:: Lesetext

Wilhelm Klingenstein, eigentlich Wolf Klingenstein, (* 24. Mai 1833 in Miltenberg; † 27. Februar 1916 in London) war ein deutsch-jüdischer Geschäftsmann und Philanthrop.

Leben

Wilhelm Klingenstein war der dritte Sohn des bedürftigen Schneiders Isaak Klingenstein. Seine Ausbildung mit dem Ziel, jüdischer Lehrer zu werden, wurde von einer wohltätigen Stiftung, dem „Bischoffischen Fonds“ gefördert. Als Erwachsener änderte er seinen Namen von „Wolf“ in „Wilhelm“, vielleicht, um sich seiner christlichen Umwelt anzupassen. Den Militärdienst absolvierte er beim bayerischen Heer.

Später zog er nach London, wo er mit dem Import und Handel von Tabakwaren wohlhabend wurde und seinen Namen wiederum änderte – von „Wilhelm“ zu „William“.

Ob, wann und wo er eine kaufmännische Ausbildung absolvierte und wann er nach London kam, ist nicht bekannt.

Für die Unterstützung, die ihm in seiner Jugend zuteilgeworden war, revanchierte er sich durch großzügige Spenden für verschiedene wohltätige Zwecke.

William Klingenstein starb am 27. Februar 1916 in London und wurde dort auf dem jüdischen Friedhof in Willesden beigesetzt. Sein Grabstein trägt die Inschrift „His life was happy. It was filled with useful service.“ („Sein Leben war glücklich. Es war erfüllt von hilfreichem Dienst“).

Wohltätiges und soziales Engagement

Obwohl er bereits in London lebte, ermöglichte W. Klingenstein den Bau der 1904 eingeweihten neuen Synagoge in Miltenberg, indem er 28 % der Baukosten übernahm. Das Gebäude galt als Schmuckstück und Bereicherung der Stadt, wurde aber leider im Zuge der Novemberpogrome 1938 im Inneren zerstört und ist heute kaum noch als ehemalige Synagoge zu erkennen.

1913 wurde der Burgweg in Miltenberg verbreitert. Durch diese Arbeiten wären Eingriffe am dort gelegenen, alten jüdischen Friedhof notwendig geworden, was eine Störung der Totenruhe bedeutet hätte. Mit einer Spende finanzierte W. Klingenstein die heute noch erhaltene Sandsteinfassung des Friedhofs und einige gemauerte Bögen, die mehrere Gräber überspannen. Dadurch konnte verhindert werden, dass diese Gräber der Straßenerweiterung zum Opfer fielen. An der Mauerbrüstung steht heute noch die Widmung „Renoviert 1913 durch hochherzige Zuwendung des Herrn W. Klingenstein“.

::::
:: Datenauszüge

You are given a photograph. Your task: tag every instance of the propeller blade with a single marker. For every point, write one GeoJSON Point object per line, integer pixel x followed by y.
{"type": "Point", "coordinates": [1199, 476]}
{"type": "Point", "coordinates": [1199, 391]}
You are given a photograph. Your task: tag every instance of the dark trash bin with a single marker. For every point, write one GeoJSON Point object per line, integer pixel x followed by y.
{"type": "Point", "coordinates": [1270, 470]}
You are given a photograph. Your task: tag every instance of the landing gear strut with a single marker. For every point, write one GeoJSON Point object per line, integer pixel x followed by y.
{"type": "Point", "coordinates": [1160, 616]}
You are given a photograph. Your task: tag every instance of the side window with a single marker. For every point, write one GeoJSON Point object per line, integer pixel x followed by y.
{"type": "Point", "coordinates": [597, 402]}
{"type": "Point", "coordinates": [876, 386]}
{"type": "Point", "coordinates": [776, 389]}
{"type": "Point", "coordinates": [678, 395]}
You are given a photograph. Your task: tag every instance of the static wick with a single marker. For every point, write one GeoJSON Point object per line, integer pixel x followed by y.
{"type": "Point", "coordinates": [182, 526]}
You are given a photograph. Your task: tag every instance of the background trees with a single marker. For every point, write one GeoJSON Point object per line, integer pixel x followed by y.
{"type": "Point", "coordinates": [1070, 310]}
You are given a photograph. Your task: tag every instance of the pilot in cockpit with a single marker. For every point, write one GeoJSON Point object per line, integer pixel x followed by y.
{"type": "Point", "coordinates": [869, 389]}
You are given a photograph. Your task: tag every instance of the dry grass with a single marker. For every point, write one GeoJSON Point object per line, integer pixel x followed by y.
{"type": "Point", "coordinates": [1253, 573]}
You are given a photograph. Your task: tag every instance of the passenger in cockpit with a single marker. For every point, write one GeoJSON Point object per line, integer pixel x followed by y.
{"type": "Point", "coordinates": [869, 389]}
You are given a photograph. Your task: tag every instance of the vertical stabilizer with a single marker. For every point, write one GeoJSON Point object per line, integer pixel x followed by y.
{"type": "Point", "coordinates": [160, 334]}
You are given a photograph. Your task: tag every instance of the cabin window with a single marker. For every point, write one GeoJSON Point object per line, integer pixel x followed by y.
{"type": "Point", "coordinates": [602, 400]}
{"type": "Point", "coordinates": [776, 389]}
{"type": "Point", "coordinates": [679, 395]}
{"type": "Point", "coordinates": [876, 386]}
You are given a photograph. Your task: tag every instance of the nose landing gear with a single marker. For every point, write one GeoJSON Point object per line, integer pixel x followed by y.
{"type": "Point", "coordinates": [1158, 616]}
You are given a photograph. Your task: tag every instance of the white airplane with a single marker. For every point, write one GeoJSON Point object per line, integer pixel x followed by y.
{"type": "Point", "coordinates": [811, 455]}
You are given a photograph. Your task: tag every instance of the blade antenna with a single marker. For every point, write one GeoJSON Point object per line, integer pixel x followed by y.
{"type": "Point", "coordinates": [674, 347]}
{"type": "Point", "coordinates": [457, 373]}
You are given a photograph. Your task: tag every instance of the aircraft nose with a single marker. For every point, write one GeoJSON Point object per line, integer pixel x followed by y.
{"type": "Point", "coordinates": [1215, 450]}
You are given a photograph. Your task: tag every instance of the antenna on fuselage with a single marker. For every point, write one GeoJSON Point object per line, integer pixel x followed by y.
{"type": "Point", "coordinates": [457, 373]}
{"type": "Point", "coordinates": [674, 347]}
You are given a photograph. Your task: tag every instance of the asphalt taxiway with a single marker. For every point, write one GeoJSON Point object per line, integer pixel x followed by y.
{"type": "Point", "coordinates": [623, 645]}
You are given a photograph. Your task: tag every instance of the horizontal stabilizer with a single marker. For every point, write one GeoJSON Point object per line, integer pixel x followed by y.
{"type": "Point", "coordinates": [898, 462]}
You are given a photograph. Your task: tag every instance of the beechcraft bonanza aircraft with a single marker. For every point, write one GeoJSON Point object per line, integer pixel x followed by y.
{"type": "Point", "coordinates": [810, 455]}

::::
:: Datenauszüge

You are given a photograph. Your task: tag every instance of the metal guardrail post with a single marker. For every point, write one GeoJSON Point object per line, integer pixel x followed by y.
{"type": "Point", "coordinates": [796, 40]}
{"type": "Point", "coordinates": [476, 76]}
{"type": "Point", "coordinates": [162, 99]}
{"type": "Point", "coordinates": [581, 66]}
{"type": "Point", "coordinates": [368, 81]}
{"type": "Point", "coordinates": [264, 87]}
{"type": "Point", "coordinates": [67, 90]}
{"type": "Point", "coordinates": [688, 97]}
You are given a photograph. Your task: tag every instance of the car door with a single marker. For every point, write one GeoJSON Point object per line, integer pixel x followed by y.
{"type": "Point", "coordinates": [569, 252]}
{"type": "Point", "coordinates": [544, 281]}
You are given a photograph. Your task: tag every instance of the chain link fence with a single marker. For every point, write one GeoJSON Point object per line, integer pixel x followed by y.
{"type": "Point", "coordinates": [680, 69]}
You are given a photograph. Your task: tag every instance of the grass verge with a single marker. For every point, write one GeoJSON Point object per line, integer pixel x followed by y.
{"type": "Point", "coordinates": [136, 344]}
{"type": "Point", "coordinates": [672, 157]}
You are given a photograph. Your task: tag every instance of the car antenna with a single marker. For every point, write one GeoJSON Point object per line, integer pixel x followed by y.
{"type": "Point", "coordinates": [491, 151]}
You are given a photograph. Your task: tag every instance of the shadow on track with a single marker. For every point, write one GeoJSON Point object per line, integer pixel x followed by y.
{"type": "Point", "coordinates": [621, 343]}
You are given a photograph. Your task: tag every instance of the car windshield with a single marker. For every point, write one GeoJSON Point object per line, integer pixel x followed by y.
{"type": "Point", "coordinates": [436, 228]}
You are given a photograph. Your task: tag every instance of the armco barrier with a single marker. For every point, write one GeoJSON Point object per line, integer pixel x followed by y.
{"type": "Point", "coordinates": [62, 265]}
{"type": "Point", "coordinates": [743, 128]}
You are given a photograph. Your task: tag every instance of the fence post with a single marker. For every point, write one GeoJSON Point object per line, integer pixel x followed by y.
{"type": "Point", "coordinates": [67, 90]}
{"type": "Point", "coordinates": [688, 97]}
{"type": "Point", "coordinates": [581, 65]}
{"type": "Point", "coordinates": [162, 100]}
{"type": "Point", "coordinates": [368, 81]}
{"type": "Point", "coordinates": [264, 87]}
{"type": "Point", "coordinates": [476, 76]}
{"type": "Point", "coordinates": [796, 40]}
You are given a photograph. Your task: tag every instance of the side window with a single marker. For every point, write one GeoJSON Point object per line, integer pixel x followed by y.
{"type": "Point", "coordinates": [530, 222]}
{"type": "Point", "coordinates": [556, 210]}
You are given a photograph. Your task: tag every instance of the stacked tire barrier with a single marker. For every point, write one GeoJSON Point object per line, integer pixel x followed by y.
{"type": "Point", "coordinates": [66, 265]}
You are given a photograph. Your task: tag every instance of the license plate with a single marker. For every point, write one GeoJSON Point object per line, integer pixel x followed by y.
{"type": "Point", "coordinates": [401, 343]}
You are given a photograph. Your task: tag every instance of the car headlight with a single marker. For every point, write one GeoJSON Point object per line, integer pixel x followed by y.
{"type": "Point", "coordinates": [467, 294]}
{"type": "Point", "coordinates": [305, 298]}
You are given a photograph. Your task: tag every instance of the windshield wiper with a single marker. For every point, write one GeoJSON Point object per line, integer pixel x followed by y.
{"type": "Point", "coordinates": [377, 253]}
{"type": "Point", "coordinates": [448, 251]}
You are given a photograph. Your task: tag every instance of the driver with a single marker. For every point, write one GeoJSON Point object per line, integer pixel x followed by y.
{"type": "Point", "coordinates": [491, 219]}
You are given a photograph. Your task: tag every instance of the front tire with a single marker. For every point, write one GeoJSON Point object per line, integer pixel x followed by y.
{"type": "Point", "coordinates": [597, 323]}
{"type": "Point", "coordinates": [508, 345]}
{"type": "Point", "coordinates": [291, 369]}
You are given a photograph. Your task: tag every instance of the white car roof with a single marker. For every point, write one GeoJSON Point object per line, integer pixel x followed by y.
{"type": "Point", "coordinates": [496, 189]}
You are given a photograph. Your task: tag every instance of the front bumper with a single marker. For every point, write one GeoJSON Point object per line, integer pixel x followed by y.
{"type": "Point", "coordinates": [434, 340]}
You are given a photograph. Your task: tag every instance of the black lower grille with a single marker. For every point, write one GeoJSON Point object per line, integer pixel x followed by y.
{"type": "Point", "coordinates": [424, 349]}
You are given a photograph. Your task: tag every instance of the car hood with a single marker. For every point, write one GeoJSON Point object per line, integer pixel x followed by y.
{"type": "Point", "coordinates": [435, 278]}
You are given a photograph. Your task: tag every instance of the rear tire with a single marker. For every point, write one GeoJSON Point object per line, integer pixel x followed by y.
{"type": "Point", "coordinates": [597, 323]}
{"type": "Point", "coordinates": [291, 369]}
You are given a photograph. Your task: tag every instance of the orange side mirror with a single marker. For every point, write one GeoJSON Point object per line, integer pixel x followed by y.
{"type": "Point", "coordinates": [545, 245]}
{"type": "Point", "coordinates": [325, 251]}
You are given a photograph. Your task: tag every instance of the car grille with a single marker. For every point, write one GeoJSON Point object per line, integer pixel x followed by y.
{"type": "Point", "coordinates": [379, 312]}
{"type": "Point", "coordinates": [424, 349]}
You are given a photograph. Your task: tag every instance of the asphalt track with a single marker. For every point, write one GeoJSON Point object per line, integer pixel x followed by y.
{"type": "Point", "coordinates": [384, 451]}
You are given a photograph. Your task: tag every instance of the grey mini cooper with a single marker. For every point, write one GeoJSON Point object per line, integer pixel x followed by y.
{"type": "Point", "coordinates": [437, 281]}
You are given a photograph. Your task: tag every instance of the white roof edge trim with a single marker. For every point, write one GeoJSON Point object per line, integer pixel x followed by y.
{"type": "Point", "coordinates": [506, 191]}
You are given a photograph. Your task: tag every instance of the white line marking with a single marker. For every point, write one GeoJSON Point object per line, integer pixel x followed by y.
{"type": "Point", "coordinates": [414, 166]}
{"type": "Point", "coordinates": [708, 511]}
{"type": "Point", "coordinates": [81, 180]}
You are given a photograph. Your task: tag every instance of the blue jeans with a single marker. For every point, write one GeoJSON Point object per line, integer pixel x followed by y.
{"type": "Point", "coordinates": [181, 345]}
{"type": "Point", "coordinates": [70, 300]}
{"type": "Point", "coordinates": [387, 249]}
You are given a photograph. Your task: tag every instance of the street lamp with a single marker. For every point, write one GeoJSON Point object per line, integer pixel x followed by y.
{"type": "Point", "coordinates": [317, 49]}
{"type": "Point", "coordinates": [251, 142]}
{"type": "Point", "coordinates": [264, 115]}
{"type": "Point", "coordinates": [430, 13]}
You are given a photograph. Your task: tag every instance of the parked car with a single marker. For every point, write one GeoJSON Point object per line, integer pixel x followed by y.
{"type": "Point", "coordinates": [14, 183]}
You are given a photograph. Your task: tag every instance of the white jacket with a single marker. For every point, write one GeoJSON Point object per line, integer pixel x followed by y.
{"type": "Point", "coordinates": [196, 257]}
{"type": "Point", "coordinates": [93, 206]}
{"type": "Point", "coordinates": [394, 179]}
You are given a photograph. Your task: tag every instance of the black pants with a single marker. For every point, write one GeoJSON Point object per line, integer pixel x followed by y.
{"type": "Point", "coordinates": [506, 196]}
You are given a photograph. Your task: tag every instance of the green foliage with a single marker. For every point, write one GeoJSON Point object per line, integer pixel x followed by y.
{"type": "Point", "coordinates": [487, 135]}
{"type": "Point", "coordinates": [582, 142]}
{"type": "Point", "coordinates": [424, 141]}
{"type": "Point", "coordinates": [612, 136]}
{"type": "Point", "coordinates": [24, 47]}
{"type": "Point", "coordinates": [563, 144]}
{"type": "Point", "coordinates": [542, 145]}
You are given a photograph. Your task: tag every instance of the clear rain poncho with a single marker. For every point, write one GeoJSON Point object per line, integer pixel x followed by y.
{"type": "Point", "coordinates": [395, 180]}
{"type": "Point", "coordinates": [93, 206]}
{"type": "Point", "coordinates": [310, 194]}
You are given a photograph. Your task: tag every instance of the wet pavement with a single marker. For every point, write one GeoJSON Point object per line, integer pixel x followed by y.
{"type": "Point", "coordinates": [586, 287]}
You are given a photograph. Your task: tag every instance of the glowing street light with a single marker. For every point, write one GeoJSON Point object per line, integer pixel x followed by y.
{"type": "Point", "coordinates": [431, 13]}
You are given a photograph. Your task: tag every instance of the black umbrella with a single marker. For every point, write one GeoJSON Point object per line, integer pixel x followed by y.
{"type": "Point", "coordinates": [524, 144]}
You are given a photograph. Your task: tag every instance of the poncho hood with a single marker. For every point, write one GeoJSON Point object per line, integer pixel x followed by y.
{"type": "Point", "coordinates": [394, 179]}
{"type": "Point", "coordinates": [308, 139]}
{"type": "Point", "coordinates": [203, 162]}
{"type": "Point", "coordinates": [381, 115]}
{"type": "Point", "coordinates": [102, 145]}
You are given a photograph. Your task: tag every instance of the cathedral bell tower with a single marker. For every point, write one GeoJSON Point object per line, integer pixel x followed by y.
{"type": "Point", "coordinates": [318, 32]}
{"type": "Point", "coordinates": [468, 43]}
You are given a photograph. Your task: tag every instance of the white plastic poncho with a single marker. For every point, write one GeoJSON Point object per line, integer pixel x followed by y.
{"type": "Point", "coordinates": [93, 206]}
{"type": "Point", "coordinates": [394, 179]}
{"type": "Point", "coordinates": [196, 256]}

::::

### [Zu erledigen]
- a) Stimmen die folgenden Aussagen mit dem Text über Wilhelm Klingenstein überein? Antworte jeweils mit Ja oder Nein und zitiere die entscheidenden Worte des Textes. (i) Klingenstein übernahm die gesamten Baukosten der 1904 eingeweihten Synagoge in Miltenberg. (ii) Es ist nicht bekannt, wann Klingenstein nach London kam. (iii) Klingenstein wurde auf dem jüdischen Friedhof in Willesden beigesetzt.
- b) Führe den Text über Wilhelm Klingenstein dort fort, wo er aufhört.

### [Ergebnisse]
- a)
(i) Nein: „indem er 28 % der Baukosten übernahm“
(ii) Ja: „wann er nach London kam, ist nicht bekannt“
(iii) Ja: „wurde dort auf dem jüdischen Friedhof in Willesden beigesetzt“

- b)
In seinem Testament bedachte er ebenfalls zahlreiche Einrichtungen und Organisationen (Beträge in damaliger Währung und Kaufkraft):

  • Die Tabak-Wohltätigkeits-Handelsgesellschaft in London (2000 Pfund)
  • Die Jüdische Kultusgemeinde in Miltenberg (1000 Pfund)
  • Die Stadt Miltenberg für die Pflege des alten jüdischen Friedhofs und „zur Unterhaltung und Erhaltung der Mittelschulen“ (1000 Pfund)
  • Die Jüdische Freie Schule in London (500 Pfund)
  • Das Heim und Hospital für jüdische Unheilbare in Tottenham (500 Pfund)
  • Das Jüdische Hospital und Waisenhaus in Norwood (500 Pfund)
  • Das Jüdische Taubstummenheim in Wandsworth (500 Pfund)
  • Die Deutsche Wohltätigkeits-Gesellschaft in London (500 Pfund)
  • Die Suppenküche für jüdische Arme in London (500 Pfund)
  • Das Deutsche Hospital in London (500 Pfund)
  • Die Körperschaft zur Unterstützung jüdischer Armer in London (500 Pfund)
  • Die Alters- und Bedürftigen-Gesellschaft zur Unterstützung jüdischer Armer in London (250 Pfund)
  • Die Jüdische Armen-Blinden-Gesellschaft in London (250 Pfund)
  • Die Jüdische Religions-Erziehungskörperschaft in London (250 Pfund)
  • Die Anglo-Jüdische Vereinigung in London (250 Pfund)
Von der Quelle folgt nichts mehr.